* **EXCERPT TO READ**
# # # #
CRT has grown and evolved considerably since its inception. It is important to note that while CRT began as a movement in legal theory, it has spread to other fields and disciplines. Today, its expanded form gives considerable fuel to the critical social justice (CSJ) movement, which itself takes notable liberty with how it applies ideas from CRT in its discourse. This liberty is so significant that pronounced forms of CSJ (think DiAngelo, Kendi) have only minimal resemblance to early CRT.
It is crucial to keep in mind that while there are unifying themes/elements (early CRT), core principles/key features/key concepts/tenets (as CRT has aged) that give meaningful, accurate explication of CRT, CRT resists essentialism. That is, there is no static, fixed canon of doctrines or methodologies of CRT that every CRT scholar adheres to or in the same way. To some extent the knowledge area is a reflexive, fluid, and contested space. For instance, recently a colleague and I discussed Derrick Bell’s contention that “racism is an integral, permanent, and indestructible component of this society” and that “racism lies at the center, not the periphery; in the permanent, not in the fleeting; in the real lives of black and white people, not in the sentimental caverns of the mind” (Faces at the Bottom of the Well, 1992, pp. ix and 198). My colleague and I have scholarship (both individually and jointly) where we have employed aspects of CRT. While we were in large agreement as to what we believe Bell to be saying, we have some divergence of opinion as to what Bell meant by “this society” and his locating of racism (in this instance) to individuals, to “real lives of black and white people.” My only point here is that we are two academics working with CRT, who both have legitimate perspectives to offer to discussions about race that at times genuinely draw from CRT, yet we are not fully aligned on how we understand CRT. One only has to attend academic conferences where CRT is a focus and go to lunch with fellow academics to see this dynamic loudly at work. Disagreements abound. In addition, part of the challenge of understanding CRT is that its definitions and descriptions have to be understood in their historical context and evolution and not in mere abstraction. Failure to understand this often has passionate but ill-informed advocates and adversaries of CRT talking (read yelling) past each other.
# # # #
* **PROVIDED MATERIAL**
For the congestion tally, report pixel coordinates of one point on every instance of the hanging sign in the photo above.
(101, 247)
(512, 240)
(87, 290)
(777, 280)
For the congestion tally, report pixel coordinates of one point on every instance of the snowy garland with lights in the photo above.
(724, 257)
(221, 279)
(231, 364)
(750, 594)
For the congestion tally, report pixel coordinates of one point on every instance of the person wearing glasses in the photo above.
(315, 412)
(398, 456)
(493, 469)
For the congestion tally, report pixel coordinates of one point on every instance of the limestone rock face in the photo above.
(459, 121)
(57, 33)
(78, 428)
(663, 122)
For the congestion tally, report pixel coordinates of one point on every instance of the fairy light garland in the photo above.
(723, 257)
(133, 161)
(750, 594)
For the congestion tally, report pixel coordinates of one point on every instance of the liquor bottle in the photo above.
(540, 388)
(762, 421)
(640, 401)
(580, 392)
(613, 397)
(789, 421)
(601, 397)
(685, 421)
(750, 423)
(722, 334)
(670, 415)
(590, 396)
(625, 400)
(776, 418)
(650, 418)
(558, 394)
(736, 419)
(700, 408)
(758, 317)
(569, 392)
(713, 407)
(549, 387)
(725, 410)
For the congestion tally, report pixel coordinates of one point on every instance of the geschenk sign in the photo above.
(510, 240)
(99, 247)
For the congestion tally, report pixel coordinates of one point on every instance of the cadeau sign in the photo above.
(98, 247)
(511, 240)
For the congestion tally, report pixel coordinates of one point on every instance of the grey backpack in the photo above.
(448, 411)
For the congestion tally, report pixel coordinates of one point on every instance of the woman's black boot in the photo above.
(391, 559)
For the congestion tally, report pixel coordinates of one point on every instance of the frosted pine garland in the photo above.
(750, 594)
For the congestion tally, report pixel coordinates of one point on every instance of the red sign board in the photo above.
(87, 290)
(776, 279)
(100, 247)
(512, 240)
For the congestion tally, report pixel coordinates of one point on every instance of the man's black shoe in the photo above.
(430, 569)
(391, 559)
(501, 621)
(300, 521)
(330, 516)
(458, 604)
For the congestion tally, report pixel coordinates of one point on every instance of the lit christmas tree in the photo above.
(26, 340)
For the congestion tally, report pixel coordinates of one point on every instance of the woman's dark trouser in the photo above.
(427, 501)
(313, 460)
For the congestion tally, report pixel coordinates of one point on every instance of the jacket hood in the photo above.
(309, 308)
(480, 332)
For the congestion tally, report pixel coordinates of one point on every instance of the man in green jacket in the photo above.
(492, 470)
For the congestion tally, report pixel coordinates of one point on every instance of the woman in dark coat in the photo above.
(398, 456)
# # # #
* **WORK ORDER**
In the text on critical race theory, what field did CRT begin in as a movement?

* **SOLUTION TO THE EXERCISE**
Legal theory.